Dataset records:
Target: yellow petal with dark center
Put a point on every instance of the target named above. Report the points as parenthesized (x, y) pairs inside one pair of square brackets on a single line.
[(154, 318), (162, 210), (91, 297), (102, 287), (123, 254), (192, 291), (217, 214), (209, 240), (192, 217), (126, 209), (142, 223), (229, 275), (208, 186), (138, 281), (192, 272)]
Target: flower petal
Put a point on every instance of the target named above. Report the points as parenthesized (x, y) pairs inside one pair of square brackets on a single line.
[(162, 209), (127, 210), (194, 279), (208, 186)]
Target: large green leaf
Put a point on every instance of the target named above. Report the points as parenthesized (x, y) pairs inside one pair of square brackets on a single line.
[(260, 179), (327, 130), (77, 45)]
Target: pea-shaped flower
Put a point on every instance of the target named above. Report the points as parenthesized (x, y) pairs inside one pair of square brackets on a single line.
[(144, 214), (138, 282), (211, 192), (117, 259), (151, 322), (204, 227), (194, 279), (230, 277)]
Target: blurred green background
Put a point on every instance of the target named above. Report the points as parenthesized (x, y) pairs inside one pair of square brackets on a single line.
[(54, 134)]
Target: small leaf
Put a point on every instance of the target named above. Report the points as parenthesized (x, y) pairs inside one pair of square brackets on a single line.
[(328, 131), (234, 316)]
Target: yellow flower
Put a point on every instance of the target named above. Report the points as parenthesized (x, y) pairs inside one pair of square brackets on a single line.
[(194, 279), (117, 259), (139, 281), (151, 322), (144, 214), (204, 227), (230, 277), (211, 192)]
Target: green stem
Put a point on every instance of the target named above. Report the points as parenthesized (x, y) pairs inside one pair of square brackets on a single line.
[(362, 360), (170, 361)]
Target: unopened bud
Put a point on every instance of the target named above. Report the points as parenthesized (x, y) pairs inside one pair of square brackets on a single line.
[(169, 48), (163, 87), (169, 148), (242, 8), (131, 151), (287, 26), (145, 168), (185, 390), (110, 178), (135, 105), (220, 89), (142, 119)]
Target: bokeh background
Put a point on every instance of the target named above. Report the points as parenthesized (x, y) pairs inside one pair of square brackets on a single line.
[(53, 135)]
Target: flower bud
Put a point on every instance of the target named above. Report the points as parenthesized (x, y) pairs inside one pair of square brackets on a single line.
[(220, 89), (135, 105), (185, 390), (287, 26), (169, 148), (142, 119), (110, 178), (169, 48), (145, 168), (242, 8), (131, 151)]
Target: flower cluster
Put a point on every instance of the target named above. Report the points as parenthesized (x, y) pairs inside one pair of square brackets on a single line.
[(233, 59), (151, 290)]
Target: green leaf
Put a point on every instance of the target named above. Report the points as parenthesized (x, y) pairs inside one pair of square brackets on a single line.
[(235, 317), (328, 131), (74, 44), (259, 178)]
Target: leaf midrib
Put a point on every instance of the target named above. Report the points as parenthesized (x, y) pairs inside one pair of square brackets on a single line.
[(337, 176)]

Your instructions: Print all of the entries above again, unchanged, in their original order.

Exercise output:
Target: yellow petal with dark center
Put a point on every instance of the target named above. Report the points as parenthesized (x, y) pairs inside one pair of square brackets on a single line.
[(154, 318), (162, 210), (91, 297), (102, 287), (123, 254), (192, 291), (217, 214), (209, 240), (192, 217), (126, 209), (142, 223), (229, 275), (208, 186), (138, 281), (192, 272)]
Target: flower petal
Put a point on every instance of the target named above. Report the points as parenthesized (x, y) pairs inside one pair of square brackets on a single line.
[(162, 209), (127, 210), (194, 279), (208, 186)]
Target: large green leaf
Put a point on every instance of the target named above. Report the points as parenthesized (x, y) pairs inside one pair of square brackets on a single line.
[(260, 179), (327, 130), (77, 45)]
Target: pea-shaped flower
Put a point on every instance of the target named above. Report the points as parenthesized (x, y) pairs inside one pair of square brackets on a single line.
[(144, 214), (138, 282), (211, 192), (117, 259), (151, 322), (204, 227), (194, 279), (230, 277)]
Target: blurred green background
Put a point on every instance of the target named above. Report the points as parenthesized (x, y) pairs inside one pair of square brackets on a single line.
[(54, 134)]
Target: small leaf
Put a point on every instance of the target named above. Report the points as parenthesized (x, y) pairs inside one pair of square brackets on a single line.
[(328, 131), (234, 316)]
Target: yellow flower
Put a point on every instance of the target named above. Report the points as parenthesized (x, y) pairs inside one pair of square brackets on a single line.
[(194, 279), (117, 259), (139, 281), (151, 322), (144, 214), (204, 227), (230, 277), (211, 192)]
Target: green stem
Put a point on every instance of the target named above. Report the points as parenthesized (x, y) pairs inside one pair of square brackets on a single line.
[(362, 360), (170, 361)]
Target: unopened bud
Put a point on every instance of the target named above. Report the points as parenthesized (x, y) pairs inside one pair of square brackets on a single line.
[(169, 48), (163, 87), (169, 148), (242, 8), (131, 151), (287, 26), (145, 168), (185, 390), (110, 178), (135, 105), (220, 89), (142, 119)]
Target: bokeh background
Put a point on every instance of the target named above. Report the points as parenthesized (x, y) pairs inside one pair of square brackets on a single line.
[(53, 135)]
Target: flower bud
Put a point on every instance of the target named above. Report the points as parenthesized (x, y) pairs inside one pair of square brackets on a single line.
[(220, 89), (135, 105), (185, 390), (287, 26), (169, 148), (142, 119), (110, 178), (169, 48), (145, 168), (242, 8), (131, 151)]
Target: flower cluster
Put a point on every instance of the target named above. Report the points as parenthesized (x, y) pairs inside one pair of square brackets on a single line.
[(233, 59), (151, 290)]
Target: green leaf
Put a point on every instance of the target named above. Report the points as parenthesized (x, y) pairs inside one pair of square brackets on a single line.
[(235, 317), (328, 131), (74, 44), (259, 178)]
Target: leaf midrib
Put a point on every instance of the target named above. Report the points as parenthesized (x, y) pairs inside one pair of square brackets on a single line.
[(337, 176)]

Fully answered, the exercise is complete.